WHAT IS ASKED: Please pick up the forum thread about buying a used XPA-2 amplifier and continue it after its last post.

READING TEXT:
▬▬▬▬▬▬▬▬▬▬

I should say that I am not much of one to go to ear bleed levels but I certainly like to feel my theater on a good action of sifi. Oh and don't think that you have me off your back with this. Now comes the ten thousand configuration questions etc...LOL


----------



## DeltaDube (Jul 10, 2013)

rpearson said:


> Well just in case your wondering if Iv'e been listing; I just took the bid on a like new XPA-2. Could not find any mono blocks that were for sale save the new ones on Emotiva's site. Hopefully the guy I bought it from will understand the joy of a new toy and have it headed my way tomorrow. Unlikely I know but I can dream can't I. LOL :jump::woohoo::fireworks2::fireworks1::fireworks3:utstanding:arty: Sorry about the over load of face things but I like these guys. LOL
> 
> I should say that I am not much of one to go to ear bleed levels but I certainly like to feel my theater on a good action of sifi. Oh and don't think that you have me off your back with this. Now come the ten thousand configuration questions etc...LOL


are you saying you bought a used xpa 2.. make sure you get the warranty transferred over for the full
5yrs...

▬▬▬▬▬▬▬▬▬▬

DATA LINES:
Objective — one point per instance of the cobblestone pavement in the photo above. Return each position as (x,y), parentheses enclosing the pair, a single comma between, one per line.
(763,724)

▬▬▬▬▬▬▬▬▬▬

ANSWER TO THIS PROBLEM:
congrats


----------



## rpearson (Jul 9, 2013)

DeltaDube said:


> are you saying you bought a used xpa 2.. make sure you get the warranty transferred over for the full
> 5yrs...
> 
> congrats


Yes I did but I think I may have paid a little much but I haven't seen a lot of the Emotiva stuff that's not fetching good pricing at resale. The guy I bought it from I think must be an enthusiast as he gave me the choice from two custom power cords and non of the stranded accessories have been opened. He states that the amp was bought in Jan. of 2012 and that it has always been fan cooled. This leads me to another question. Does he mean he added a fan or that a fan comes with it and it has all ways been ran? What would one need to know about the process of warranty transfer? 
:sn:


----------



## DeltaDube (Jul 10, 2013)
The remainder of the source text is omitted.